▶ _Required task_:
Format the lines from the one containing "job: rear window" through the last line, inclusive, as a JSON list of strings with one string per line and blank lines omitted. Leave the pictures out.

▶ _Stored rows_:
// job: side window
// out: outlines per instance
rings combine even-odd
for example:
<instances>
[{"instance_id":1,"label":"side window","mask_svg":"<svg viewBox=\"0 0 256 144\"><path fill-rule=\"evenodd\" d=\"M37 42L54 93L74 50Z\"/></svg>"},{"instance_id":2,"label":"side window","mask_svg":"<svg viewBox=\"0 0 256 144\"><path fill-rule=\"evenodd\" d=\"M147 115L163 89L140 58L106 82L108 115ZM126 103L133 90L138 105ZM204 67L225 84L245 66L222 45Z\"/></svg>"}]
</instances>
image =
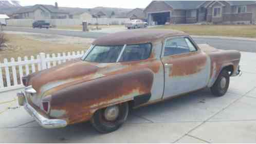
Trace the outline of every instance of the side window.
<instances>
[{"instance_id":1,"label":"side window","mask_svg":"<svg viewBox=\"0 0 256 144\"><path fill-rule=\"evenodd\" d=\"M164 56L179 54L195 51L196 49L187 37L167 40L164 47Z\"/></svg>"},{"instance_id":2,"label":"side window","mask_svg":"<svg viewBox=\"0 0 256 144\"><path fill-rule=\"evenodd\" d=\"M119 62L140 60L148 58L151 54L150 44L127 45Z\"/></svg>"},{"instance_id":3,"label":"side window","mask_svg":"<svg viewBox=\"0 0 256 144\"><path fill-rule=\"evenodd\" d=\"M190 52L196 51L196 49L195 47L195 46L194 46L194 45L193 45L191 41L190 41L190 40L187 37L185 38L185 40L186 40L186 42L187 42L187 44L188 44L188 46L189 48L189 51Z\"/></svg>"}]
</instances>

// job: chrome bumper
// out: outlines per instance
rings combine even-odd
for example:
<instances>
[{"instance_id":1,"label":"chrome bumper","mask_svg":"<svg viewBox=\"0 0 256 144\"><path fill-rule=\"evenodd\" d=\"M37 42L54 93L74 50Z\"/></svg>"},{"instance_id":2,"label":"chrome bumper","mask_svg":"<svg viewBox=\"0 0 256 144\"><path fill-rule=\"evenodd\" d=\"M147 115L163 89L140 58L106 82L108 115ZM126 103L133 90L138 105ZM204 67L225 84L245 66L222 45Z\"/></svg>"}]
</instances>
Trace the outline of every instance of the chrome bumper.
<instances>
[{"instance_id":1,"label":"chrome bumper","mask_svg":"<svg viewBox=\"0 0 256 144\"><path fill-rule=\"evenodd\" d=\"M233 76L235 76L239 75L239 76L241 76L243 74L243 72L240 69L240 66L238 66L236 70L235 71L235 73L233 74Z\"/></svg>"},{"instance_id":2,"label":"chrome bumper","mask_svg":"<svg viewBox=\"0 0 256 144\"><path fill-rule=\"evenodd\" d=\"M63 119L49 119L40 114L27 101L25 94L23 92L17 94L19 104L24 106L28 113L41 126L46 129L60 128L67 125L67 121Z\"/></svg>"}]
</instances>

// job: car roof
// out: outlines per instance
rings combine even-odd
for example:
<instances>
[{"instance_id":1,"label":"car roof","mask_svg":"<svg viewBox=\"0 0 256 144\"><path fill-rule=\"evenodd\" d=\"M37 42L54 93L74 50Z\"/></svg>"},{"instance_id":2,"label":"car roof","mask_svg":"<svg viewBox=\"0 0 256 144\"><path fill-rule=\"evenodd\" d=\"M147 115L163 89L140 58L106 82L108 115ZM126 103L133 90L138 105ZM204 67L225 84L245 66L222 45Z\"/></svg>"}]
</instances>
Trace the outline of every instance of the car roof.
<instances>
[{"instance_id":1,"label":"car roof","mask_svg":"<svg viewBox=\"0 0 256 144\"><path fill-rule=\"evenodd\" d=\"M109 34L95 40L93 45L122 46L151 43L170 36L188 35L177 30L143 29Z\"/></svg>"}]
</instances>

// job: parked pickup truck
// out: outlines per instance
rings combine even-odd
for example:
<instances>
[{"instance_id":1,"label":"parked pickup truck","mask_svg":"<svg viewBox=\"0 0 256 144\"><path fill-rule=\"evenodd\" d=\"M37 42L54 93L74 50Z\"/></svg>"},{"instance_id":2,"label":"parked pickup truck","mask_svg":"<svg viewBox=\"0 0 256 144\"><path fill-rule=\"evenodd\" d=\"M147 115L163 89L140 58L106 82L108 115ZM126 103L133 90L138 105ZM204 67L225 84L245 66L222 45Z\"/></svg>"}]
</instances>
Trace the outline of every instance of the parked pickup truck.
<instances>
[{"instance_id":1,"label":"parked pickup truck","mask_svg":"<svg viewBox=\"0 0 256 144\"><path fill-rule=\"evenodd\" d=\"M111 132L126 120L130 107L205 88L224 95L230 77L241 73L240 57L236 50L197 45L178 31L111 34L80 59L24 77L19 102L46 128L90 121Z\"/></svg>"},{"instance_id":2,"label":"parked pickup truck","mask_svg":"<svg viewBox=\"0 0 256 144\"><path fill-rule=\"evenodd\" d=\"M32 27L33 28L39 28L41 29L45 28L48 29L50 27L50 23L46 23L45 20L36 20L33 23Z\"/></svg>"}]
</instances>

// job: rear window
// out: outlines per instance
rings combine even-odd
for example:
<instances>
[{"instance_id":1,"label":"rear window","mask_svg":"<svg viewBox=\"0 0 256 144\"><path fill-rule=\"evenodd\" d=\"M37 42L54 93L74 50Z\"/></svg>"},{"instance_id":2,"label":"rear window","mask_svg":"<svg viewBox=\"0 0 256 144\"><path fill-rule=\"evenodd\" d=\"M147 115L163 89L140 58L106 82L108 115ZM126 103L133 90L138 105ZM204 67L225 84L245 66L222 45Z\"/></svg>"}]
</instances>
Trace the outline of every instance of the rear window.
<instances>
[{"instance_id":1,"label":"rear window","mask_svg":"<svg viewBox=\"0 0 256 144\"><path fill-rule=\"evenodd\" d=\"M148 58L151 53L151 44L127 45L119 62L140 60Z\"/></svg>"},{"instance_id":2,"label":"rear window","mask_svg":"<svg viewBox=\"0 0 256 144\"><path fill-rule=\"evenodd\" d=\"M123 46L96 46L84 60L95 63L116 63Z\"/></svg>"}]
</instances>

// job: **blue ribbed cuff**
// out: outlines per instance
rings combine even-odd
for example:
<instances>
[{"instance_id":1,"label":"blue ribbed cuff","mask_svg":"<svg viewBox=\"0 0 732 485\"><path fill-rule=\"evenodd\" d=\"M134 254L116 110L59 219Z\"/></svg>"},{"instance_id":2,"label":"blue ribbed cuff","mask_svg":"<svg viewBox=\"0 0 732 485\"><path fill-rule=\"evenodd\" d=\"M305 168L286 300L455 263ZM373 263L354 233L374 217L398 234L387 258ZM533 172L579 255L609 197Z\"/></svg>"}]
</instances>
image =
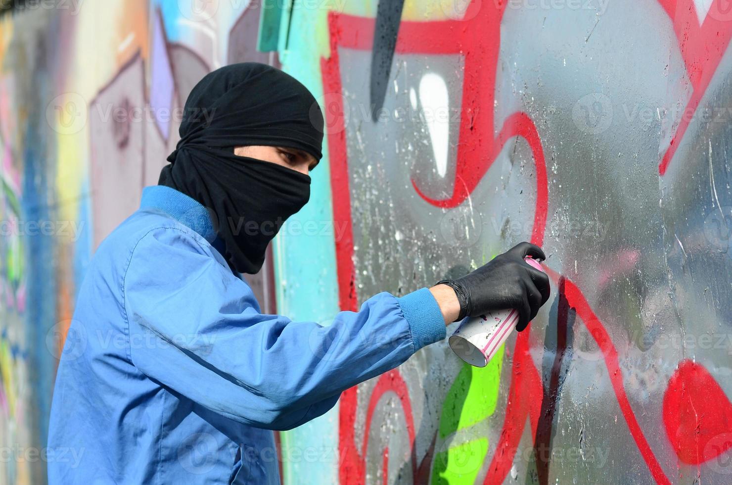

▶ _Full response_:
[
  "// job: rear window",
  "// out: outlines per instance",
  "rings combine even-odd",
  "for example:",
  "<instances>",
  "[{\"instance_id\":1,\"label\":\"rear window\",\"mask_svg\":\"<svg viewBox=\\\"0 0 256 144\\\"><path fill-rule=\\\"evenodd\\\" d=\\\"M37 42L54 93L74 50Z\\\"/></svg>\"},{\"instance_id\":2,\"label\":\"rear window\",\"mask_svg\":\"<svg viewBox=\\\"0 0 256 144\\\"><path fill-rule=\\\"evenodd\\\" d=\\\"M147 115L163 89L140 58L106 82L108 115ZM126 103L133 90L138 105ZM204 67L225 84L245 66L222 45Z\\\"/></svg>\"}]",
  "</instances>",
  "Trace the outline of every instance of the rear window.",
  "<instances>",
  "[{\"instance_id\":1,\"label\":\"rear window\",\"mask_svg\":\"<svg viewBox=\\\"0 0 256 144\\\"><path fill-rule=\\\"evenodd\\\" d=\\\"M148 58L151 53L151 44L127 45L119 62L140 60Z\\\"/></svg>\"},{\"instance_id\":2,\"label\":\"rear window\",\"mask_svg\":\"<svg viewBox=\\\"0 0 256 144\\\"><path fill-rule=\\\"evenodd\\\" d=\\\"M123 46L96 46L84 60L95 63L116 63Z\\\"/></svg>\"}]",
  "</instances>",
  "// job: **blue ribbed cuff**",
  "// out: outlines per instance",
  "rings combine even-odd",
  "for example:",
  "<instances>",
  "[{\"instance_id\":1,\"label\":\"blue ribbed cuff\",\"mask_svg\":\"<svg viewBox=\\\"0 0 732 485\\\"><path fill-rule=\\\"evenodd\\\" d=\\\"M134 254L116 110L59 219Z\\\"/></svg>\"},{\"instance_id\":2,\"label\":\"blue ribbed cuff\",\"mask_svg\":\"<svg viewBox=\\\"0 0 732 485\\\"><path fill-rule=\\\"evenodd\\\" d=\\\"M305 168L286 300L455 263ZM373 263L354 233L374 217L398 234L387 258ZM533 172L579 255L609 197Z\\\"/></svg>\"}]",
  "</instances>",
  "image ="
]